**Tasks to complete:**
(a) Translate this sentence from the film festival article into Spanish: "Sikhism is based on one God and equality of all people."
(b) According to the film festival article, who ordered the Indian Army to remove the militants inside the Golden Temple?

**Selected passage:**

Students gathered at Yuba College for the Jakara Film Festival on Saturday, September 6, to look past controversial issues and grasp a better understanding of Sikh history and why these films were created. The films are devoted to the events of Operation Blue Star, what Sikhs refer to as Ghalughara, a secret holocaust resulting in the deaths of thousands of Sikhs in India (1984).
This is one of the most undocumented tragedies in the history of Sikhs as journalists were ushered out of the Punjab, books burned and outspoken witnesses killed. Films vary from Storming the Temple which shows the desecration of the Sikh’s sacred golden temple to the music video Singh with Me to a preview of the movie The Widow Colony featuring the massacre seen through the eyes of widows to convey their trauma and battle for justice.
Sikhism is based on one God and equality of all people. However, Sikhs were not being equally treated by the government and other citizens of India. The government may have been involved in a twisted plot to discredit the Sikhs, a position the Sikhs still claim today. The Golden Temple was being turned into a fortress for Jarnail Singh Bhindranwale and his devout Sikh followers. Prime Minister Indira Gandhi ordered the Indian Army to remove the militants inside the sacred temple.1,000 soldiers rose against a few hundred militants. “A Sikh can watch his house burn, but not a temple, especially The Golden Temple,” one man said in an interview in the film Storming the Temple. Mrs. Gandhi was assassinated by two of her Sikh bodyguards, taking revenge for the invasion of their temple. Thousands of Sikhs were then beaten, tortured and murdered in the name of national security. According to Sikhs, approximately 20,000 Sikhs were killed; for survivors, horror without end. The government of India still does not acknowledge fault in this incident.

**Data excerpt:**
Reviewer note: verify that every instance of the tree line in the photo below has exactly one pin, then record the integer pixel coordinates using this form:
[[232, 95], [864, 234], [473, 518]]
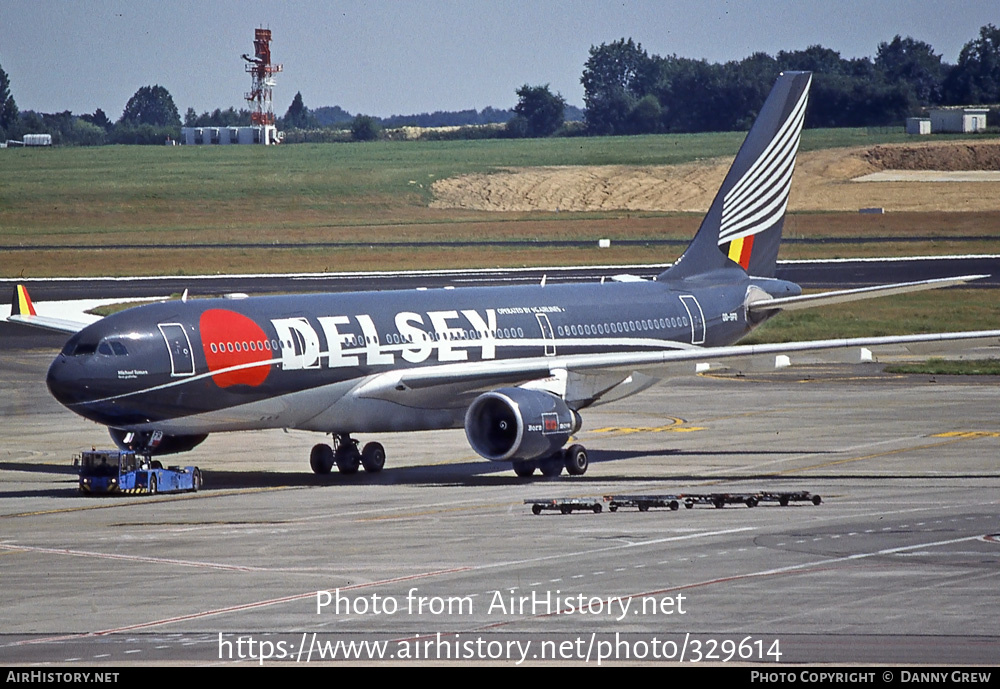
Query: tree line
[[626, 91]]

**In response:**
(a) El sijismo se basa en un solo Dios y en la igualdad de todas las personas.

(b) Prime Minister Indira Gandhi.